▶ **WRITTEN EXERCISE**:
Report every line of the records that contains the word "face", treating uppercase and lowercase letters as distinct.
------------------------------------------------
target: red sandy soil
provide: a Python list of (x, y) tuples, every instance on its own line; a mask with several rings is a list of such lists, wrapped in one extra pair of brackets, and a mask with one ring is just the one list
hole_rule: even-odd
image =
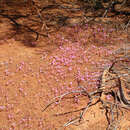
[[(66, 32), (64, 32), (66, 34)], [(83, 32), (82, 32), (83, 33)], [(60, 33), (59, 33), (60, 34)], [(65, 35), (64, 34), (64, 35)], [(81, 33), (80, 33), (81, 34)], [(58, 35), (58, 33), (57, 33)], [(119, 35), (117, 33), (117, 35)], [(125, 39), (122, 35), (122, 39)], [(54, 35), (51, 36), (53, 40)], [(79, 113), (64, 113), (85, 107), (87, 97), (66, 99), (43, 108), (52, 98), (77, 89), (77, 79), (88, 91), (96, 89), (104, 67), (111, 64), (115, 50), (123, 40), (109, 45), (67, 41), (62, 45), (42, 43), (45, 47), (30, 48), (13, 38), (0, 45), (0, 130), (57, 130)], [(58, 41), (57, 41), (58, 42)], [(39, 43), (40, 44), (40, 43)], [(112, 56), (113, 55), (113, 56)], [(103, 130), (107, 127), (105, 111), (97, 104), (88, 109), (84, 122), (67, 130)], [(122, 130), (130, 128), (129, 115), (120, 120)]]
[[(62, 127), (80, 112), (56, 115), (85, 107), (86, 96), (72, 94), (42, 110), (54, 97), (77, 90), (77, 81), (88, 92), (96, 90), (104, 68), (122, 55), (115, 52), (128, 42), (128, 33), (103, 24), (65, 26), (28, 47), (22, 35), (10, 37), (10, 21), (0, 18), (0, 130), (105, 130), (100, 103), (88, 109), (79, 125)], [(117, 130), (130, 129), (130, 113), (123, 112)]]

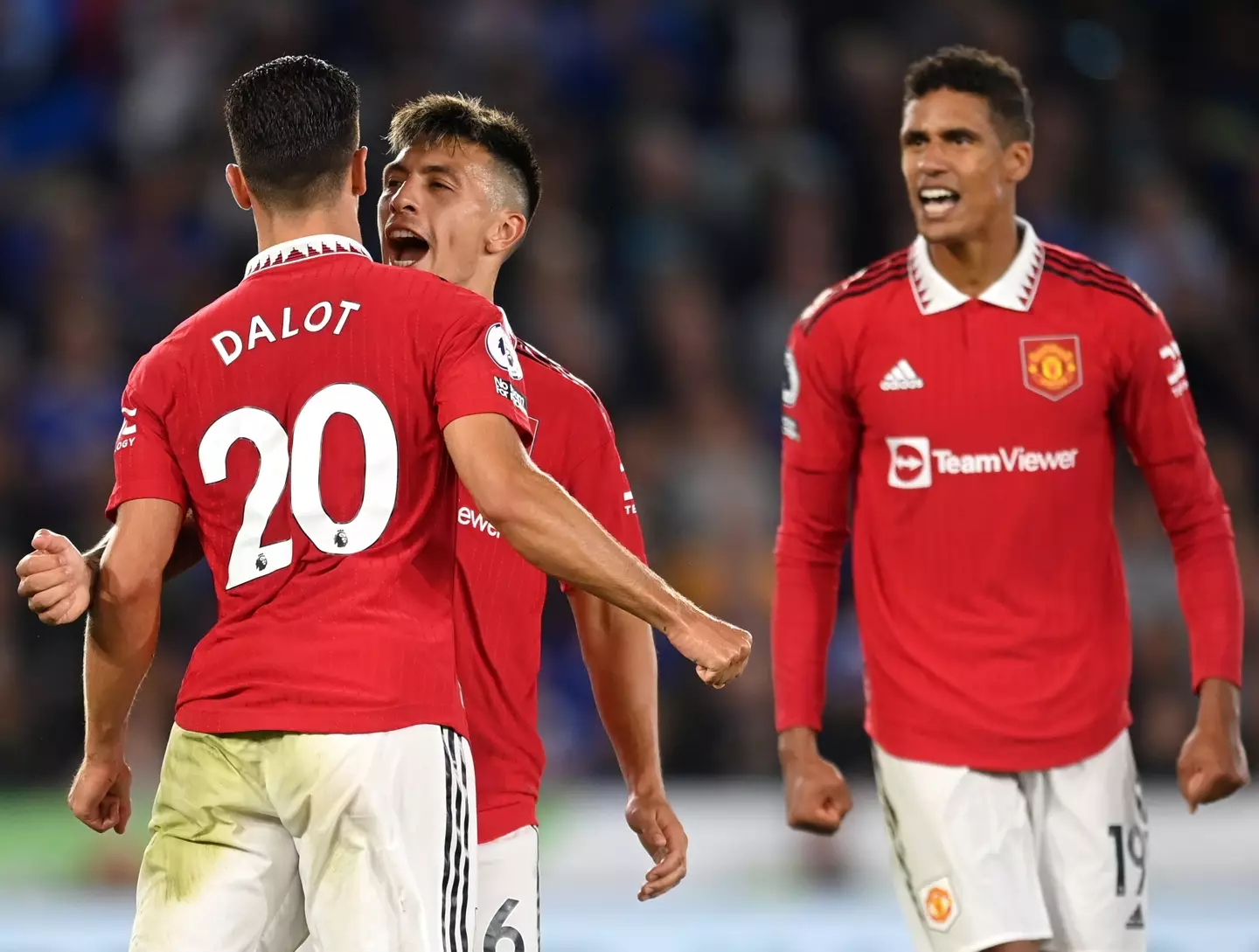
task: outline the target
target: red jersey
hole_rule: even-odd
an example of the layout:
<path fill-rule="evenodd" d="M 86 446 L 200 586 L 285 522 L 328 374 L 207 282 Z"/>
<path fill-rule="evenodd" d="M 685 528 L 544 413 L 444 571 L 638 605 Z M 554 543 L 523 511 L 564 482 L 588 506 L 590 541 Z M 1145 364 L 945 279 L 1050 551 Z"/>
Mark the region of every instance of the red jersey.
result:
<path fill-rule="evenodd" d="M 603 404 L 559 364 L 516 341 L 529 383 L 531 456 L 640 559 L 637 507 Z M 477 834 L 488 842 L 538 822 L 545 756 L 538 734 L 546 575 L 516 553 L 460 487 L 458 670 L 476 758 Z"/>
<path fill-rule="evenodd" d="M 1025 771 L 1131 720 L 1115 429 L 1171 536 L 1204 679 L 1240 684 L 1233 529 L 1162 314 L 1025 222 L 977 298 L 925 242 L 827 290 L 791 332 L 773 609 L 778 729 L 821 727 L 855 481 L 866 729 L 889 753 Z"/>
<path fill-rule="evenodd" d="M 485 298 L 316 235 L 262 252 L 136 364 L 108 513 L 190 506 L 219 604 L 180 727 L 466 730 L 442 429 L 499 413 L 528 438 L 511 348 Z"/>

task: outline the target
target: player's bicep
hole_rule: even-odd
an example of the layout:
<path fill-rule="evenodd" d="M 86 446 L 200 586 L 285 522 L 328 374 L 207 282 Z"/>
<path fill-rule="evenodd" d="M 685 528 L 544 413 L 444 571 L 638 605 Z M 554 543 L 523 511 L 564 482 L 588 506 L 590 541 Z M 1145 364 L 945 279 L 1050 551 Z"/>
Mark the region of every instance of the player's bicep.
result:
<path fill-rule="evenodd" d="M 113 446 L 115 485 L 106 515 L 133 499 L 161 499 L 186 507 L 188 486 L 166 429 L 170 392 L 150 358 L 136 364 L 122 393 L 122 426 Z"/>
<path fill-rule="evenodd" d="M 116 510 L 116 526 L 101 557 L 103 596 L 126 598 L 160 584 L 184 525 L 184 507 L 167 499 L 131 499 Z"/>
<path fill-rule="evenodd" d="M 797 325 L 786 373 L 779 548 L 797 541 L 830 552 L 842 547 L 847 531 L 849 484 L 861 424 L 837 346 L 823 346 Z"/>
<path fill-rule="evenodd" d="M 783 364 L 783 461 L 846 475 L 860 423 L 847 394 L 842 354 L 797 326 Z"/>
<path fill-rule="evenodd" d="M 533 439 L 515 341 L 488 302 L 460 316 L 442 336 L 434 389 L 443 429 L 460 417 L 496 414 L 510 422 L 526 445 Z"/>
<path fill-rule="evenodd" d="M 520 480 L 536 470 L 520 432 L 497 413 L 457 417 L 442 438 L 460 480 L 491 521 L 511 502 Z"/>
<path fill-rule="evenodd" d="M 1143 468 L 1204 452 L 1180 345 L 1162 314 L 1132 317 L 1118 418 Z"/>

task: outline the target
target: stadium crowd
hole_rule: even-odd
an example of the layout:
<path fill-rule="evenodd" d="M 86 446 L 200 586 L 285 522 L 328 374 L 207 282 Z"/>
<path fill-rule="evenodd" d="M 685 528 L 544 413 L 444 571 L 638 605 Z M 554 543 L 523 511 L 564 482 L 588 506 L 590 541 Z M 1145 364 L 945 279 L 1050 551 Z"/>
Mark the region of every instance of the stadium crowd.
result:
<path fill-rule="evenodd" d="M 256 251 L 249 215 L 223 184 L 223 88 L 264 59 L 308 52 L 361 86 L 373 175 L 392 110 L 428 91 L 480 94 L 531 128 L 544 196 L 500 303 L 608 404 L 653 564 L 764 643 L 787 329 L 818 291 L 912 239 L 899 81 L 923 52 L 968 42 L 1016 63 L 1036 101 L 1021 214 L 1042 238 L 1129 275 L 1168 315 L 1233 507 L 1253 631 L 1259 59 L 1248 38 L 1259 11 L 1114 0 L 1099 5 L 1102 21 L 1058 6 L 0 5 L 0 563 L 14 564 L 40 526 L 84 547 L 106 529 L 128 369 L 234 285 Z M 363 220 L 375 251 L 370 201 Z M 1115 495 L 1133 601 L 1133 739 L 1143 771 L 1166 773 L 1194 717 L 1175 575 L 1133 467 Z M 1073 558 L 1054 525 L 1027 544 Z M 841 767 L 861 769 L 861 660 L 844 589 L 823 742 Z M 213 612 L 204 568 L 169 586 L 133 715 L 140 772 L 155 776 Z M 563 599 L 544 649 L 551 782 L 614 772 Z M 764 649 L 716 696 L 662 655 L 666 774 L 776 773 Z M 78 626 L 43 628 L 16 597 L 0 611 L 5 785 L 68 779 L 79 655 Z M 1254 651 L 1248 671 L 1259 672 Z M 1259 728 L 1255 705 L 1248 717 Z"/>

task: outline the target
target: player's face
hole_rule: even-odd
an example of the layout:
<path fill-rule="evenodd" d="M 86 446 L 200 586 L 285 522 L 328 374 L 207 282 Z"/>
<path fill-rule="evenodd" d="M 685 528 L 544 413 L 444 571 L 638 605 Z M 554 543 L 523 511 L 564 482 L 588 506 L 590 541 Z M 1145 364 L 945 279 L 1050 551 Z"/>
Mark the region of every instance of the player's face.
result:
<path fill-rule="evenodd" d="M 918 232 L 964 241 L 1013 213 L 1015 185 L 1031 169 L 1031 144 L 1002 145 L 982 96 L 937 89 L 905 106 L 900 169 Z"/>
<path fill-rule="evenodd" d="M 477 145 L 417 144 L 385 166 L 376 225 L 385 264 L 470 286 L 495 251 L 494 160 Z"/>

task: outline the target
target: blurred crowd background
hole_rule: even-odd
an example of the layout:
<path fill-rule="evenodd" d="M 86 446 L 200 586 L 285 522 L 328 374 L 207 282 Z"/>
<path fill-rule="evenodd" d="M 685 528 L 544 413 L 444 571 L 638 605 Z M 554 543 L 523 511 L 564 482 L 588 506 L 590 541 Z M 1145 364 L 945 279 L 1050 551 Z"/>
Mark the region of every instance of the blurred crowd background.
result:
<path fill-rule="evenodd" d="M 653 563 L 760 638 L 721 694 L 661 654 L 666 769 L 774 772 L 782 346 L 818 291 L 913 238 L 900 79 L 917 57 L 968 42 L 1008 57 L 1035 98 L 1020 212 L 1044 238 L 1137 280 L 1168 315 L 1233 506 L 1253 633 L 1255 37 L 1259 6 L 1206 0 L 0 0 L 0 564 L 40 526 L 84 548 L 104 531 L 132 363 L 232 287 L 256 251 L 223 184 L 232 78 L 285 53 L 346 68 L 364 93 L 373 176 L 394 107 L 475 93 L 529 126 L 545 175 L 499 302 L 607 403 Z M 363 220 L 376 251 L 371 198 Z M 1194 701 L 1168 545 L 1131 466 L 1115 519 L 1138 759 L 1166 774 Z M 1073 557 L 1070 539 L 1054 544 Z M 213 616 L 204 569 L 169 586 L 131 742 L 149 782 Z M 0 788 L 68 782 L 79 633 L 42 627 L 13 594 L 0 608 Z M 1255 660 L 1251 647 L 1251 676 Z M 847 582 L 831 669 L 823 745 L 861 772 Z M 614 771 L 563 598 L 548 608 L 541 705 L 549 783 Z"/>

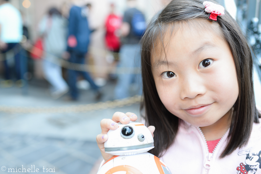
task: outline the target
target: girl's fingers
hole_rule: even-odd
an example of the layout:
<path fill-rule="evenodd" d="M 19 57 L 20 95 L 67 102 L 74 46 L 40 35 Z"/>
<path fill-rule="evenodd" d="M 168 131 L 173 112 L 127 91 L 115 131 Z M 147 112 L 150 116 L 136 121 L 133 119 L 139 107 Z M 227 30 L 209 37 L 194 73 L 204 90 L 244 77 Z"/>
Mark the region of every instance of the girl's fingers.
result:
<path fill-rule="evenodd" d="M 104 142 L 108 139 L 108 135 L 107 134 L 99 134 L 97 135 L 96 141 L 100 149 L 104 149 Z"/>
<path fill-rule="evenodd" d="M 101 134 L 106 134 L 110 129 L 115 130 L 118 126 L 118 123 L 110 119 L 103 119 L 101 121 Z"/>
<path fill-rule="evenodd" d="M 126 113 L 125 115 L 130 118 L 130 121 L 136 121 L 137 119 L 138 118 L 138 117 L 136 115 L 136 114 L 132 112 L 128 112 Z"/>
<path fill-rule="evenodd" d="M 112 119 L 116 123 L 121 122 L 124 124 L 128 123 L 130 120 L 130 118 L 126 114 L 120 112 L 116 112 L 115 113 L 113 116 Z"/>
<path fill-rule="evenodd" d="M 151 135 L 152 135 L 152 137 L 154 138 L 154 134 L 153 134 L 153 133 L 154 132 L 154 131 L 155 131 L 155 127 L 153 126 L 150 126 L 148 127 L 148 129 L 150 130 L 151 133 Z"/>
<path fill-rule="evenodd" d="M 127 112 L 126 114 L 123 112 L 116 112 L 113 114 L 111 120 L 103 119 L 101 121 L 101 128 L 102 134 L 106 134 L 110 129 L 115 130 L 119 127 L 117 123 L 120 122 L 123 124 L 128 124 L 130 121 L 135 121 L 137 118 L 137 116 L 131 112 Z"/>

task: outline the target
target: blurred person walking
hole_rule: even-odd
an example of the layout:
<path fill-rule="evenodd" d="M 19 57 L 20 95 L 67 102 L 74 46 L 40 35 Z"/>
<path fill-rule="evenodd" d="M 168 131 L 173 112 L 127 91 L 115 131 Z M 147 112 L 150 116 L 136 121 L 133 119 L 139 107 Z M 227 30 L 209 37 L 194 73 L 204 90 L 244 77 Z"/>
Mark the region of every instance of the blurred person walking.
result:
------------------------------------------------
▶ **EXPECTED OUTPUT**:
target: player's face
Mark the region of every instance of the player's face.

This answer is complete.